STATED EXERCISE ▸
Copy the stretch of the Proms concert post from "Posted in Music" through "the music twice.", swapping "Saturday" for "Friday".

PAGE EXCERPT ▸

——————

Posted in Music with tags , , , , , , on September 5, 2010 by telescoper

Just a quickie today, as I have a lot to do this afternoon. Last night I stayed in and listened to  Prom 66, the penultimate Saturday evening concert of the 2010 season of BBC Promenade Concerts from the Royal Albert Hall in London. In fact it was broadcast live on BBC Radio 3, and then shown on BBC television a bit later, a strange arrangement but one that at least let me listen to some of the music twice.

I haven’t listened to all that many of the Saturday concerts this year – on a weekend the scheduling is often somewhat orthogonal to my tastes – but this one was one I’d been looking forward to for ages. It didn’t disappoint. The performance featured the Berlin Philharmoniker conducted by Sir Simon Rattle in a very varied programme of music, including  the Prelude to Act I of Parsifal by Richard Wagner and three marvellous orchestral suites by Arnold Schoenberg (Five Pieces for Orchestra, Op. 16) and two of his students from the 2nd Vienna School Anton Webern (Six Pieces for Orchestra, Op. 6) and Alban Berg (Three Pieces for Orchestra, Op. 6). All of these were played quite beautifully by an Orchestra whose name is synonymous with the highest standards of musicianship.

——————

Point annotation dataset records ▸
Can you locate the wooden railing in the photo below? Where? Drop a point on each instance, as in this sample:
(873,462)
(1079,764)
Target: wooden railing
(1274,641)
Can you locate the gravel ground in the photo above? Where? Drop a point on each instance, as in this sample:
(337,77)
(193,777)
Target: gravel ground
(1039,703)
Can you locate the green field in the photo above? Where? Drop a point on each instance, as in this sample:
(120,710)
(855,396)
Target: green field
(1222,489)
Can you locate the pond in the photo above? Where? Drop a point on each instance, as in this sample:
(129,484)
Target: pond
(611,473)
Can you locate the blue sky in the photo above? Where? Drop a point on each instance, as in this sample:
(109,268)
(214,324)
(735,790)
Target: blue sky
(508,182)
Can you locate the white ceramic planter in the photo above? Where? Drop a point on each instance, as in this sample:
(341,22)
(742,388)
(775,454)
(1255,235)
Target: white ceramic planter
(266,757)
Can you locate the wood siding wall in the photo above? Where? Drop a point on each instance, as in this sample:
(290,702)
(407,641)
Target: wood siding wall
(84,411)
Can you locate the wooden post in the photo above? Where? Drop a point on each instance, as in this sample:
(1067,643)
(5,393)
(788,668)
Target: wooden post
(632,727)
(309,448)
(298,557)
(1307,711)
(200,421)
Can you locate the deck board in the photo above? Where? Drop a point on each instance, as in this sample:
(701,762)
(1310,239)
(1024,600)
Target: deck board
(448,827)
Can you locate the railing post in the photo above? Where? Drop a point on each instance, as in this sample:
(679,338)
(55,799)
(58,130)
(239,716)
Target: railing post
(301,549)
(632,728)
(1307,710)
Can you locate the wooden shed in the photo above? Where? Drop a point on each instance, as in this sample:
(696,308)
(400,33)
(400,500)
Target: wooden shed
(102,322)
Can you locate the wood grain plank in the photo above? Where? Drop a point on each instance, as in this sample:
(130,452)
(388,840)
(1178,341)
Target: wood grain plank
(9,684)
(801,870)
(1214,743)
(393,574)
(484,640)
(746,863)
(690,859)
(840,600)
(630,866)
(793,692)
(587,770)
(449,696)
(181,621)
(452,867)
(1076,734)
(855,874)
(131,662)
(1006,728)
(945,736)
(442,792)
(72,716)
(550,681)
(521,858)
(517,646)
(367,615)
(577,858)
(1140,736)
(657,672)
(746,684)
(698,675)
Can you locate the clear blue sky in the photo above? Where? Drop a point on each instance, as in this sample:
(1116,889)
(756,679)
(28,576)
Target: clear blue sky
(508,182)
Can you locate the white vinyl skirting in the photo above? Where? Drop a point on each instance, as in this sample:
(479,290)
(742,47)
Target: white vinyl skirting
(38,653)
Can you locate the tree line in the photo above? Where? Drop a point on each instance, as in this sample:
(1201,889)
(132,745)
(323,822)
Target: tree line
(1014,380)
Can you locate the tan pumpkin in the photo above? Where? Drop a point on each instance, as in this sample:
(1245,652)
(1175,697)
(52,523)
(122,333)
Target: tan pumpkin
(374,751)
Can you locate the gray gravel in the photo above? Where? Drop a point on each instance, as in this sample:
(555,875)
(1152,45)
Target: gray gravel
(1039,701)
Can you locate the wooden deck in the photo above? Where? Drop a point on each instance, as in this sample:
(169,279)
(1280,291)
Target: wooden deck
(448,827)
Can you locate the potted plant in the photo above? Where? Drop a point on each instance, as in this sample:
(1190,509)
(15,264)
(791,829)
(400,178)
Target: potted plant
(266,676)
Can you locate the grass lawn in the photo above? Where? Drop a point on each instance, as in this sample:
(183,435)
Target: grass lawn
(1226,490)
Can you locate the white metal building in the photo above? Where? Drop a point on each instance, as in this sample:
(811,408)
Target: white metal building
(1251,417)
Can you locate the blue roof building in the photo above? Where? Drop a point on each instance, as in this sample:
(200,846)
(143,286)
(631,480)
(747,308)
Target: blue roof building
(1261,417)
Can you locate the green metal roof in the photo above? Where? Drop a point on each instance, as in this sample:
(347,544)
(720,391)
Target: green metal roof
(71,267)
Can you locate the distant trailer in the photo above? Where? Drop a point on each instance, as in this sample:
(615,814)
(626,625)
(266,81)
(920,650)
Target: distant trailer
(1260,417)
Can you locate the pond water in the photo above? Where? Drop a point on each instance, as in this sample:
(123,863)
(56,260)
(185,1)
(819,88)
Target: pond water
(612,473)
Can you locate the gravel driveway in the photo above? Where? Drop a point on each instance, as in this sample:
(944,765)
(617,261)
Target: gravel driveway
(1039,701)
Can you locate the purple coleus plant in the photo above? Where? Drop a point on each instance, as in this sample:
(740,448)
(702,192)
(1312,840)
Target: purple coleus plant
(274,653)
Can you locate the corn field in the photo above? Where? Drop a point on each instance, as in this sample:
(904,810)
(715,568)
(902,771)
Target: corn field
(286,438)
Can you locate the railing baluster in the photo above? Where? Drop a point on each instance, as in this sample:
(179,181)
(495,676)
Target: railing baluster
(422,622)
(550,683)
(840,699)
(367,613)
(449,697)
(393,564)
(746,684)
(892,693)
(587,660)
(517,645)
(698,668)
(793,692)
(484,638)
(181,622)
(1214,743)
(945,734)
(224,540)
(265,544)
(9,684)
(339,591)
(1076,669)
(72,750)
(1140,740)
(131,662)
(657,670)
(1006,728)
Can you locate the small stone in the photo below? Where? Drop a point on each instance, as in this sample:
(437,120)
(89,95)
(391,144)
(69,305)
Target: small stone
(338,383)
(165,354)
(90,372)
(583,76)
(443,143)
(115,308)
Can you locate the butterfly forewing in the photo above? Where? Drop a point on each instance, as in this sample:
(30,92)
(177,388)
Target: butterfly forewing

——————

ANSWER FOR THIS EXERCISE ▸
Posted in Music with tags , , , , , , on September 5, 2010 by telescoper

Just a quickie today, as I have a lot to do this afternoon. Last night I stayed in and listened to  Prom 66, the penultimate Friday evening concert of the 2010 season of BBC Promenade Concerts from the Royal Albert Hall in London. In fact it was broadcast live on BBC Radio 3, and then shown on BBC television a bit later, a strange arrangement but one that at least let me listen to some of the music twice.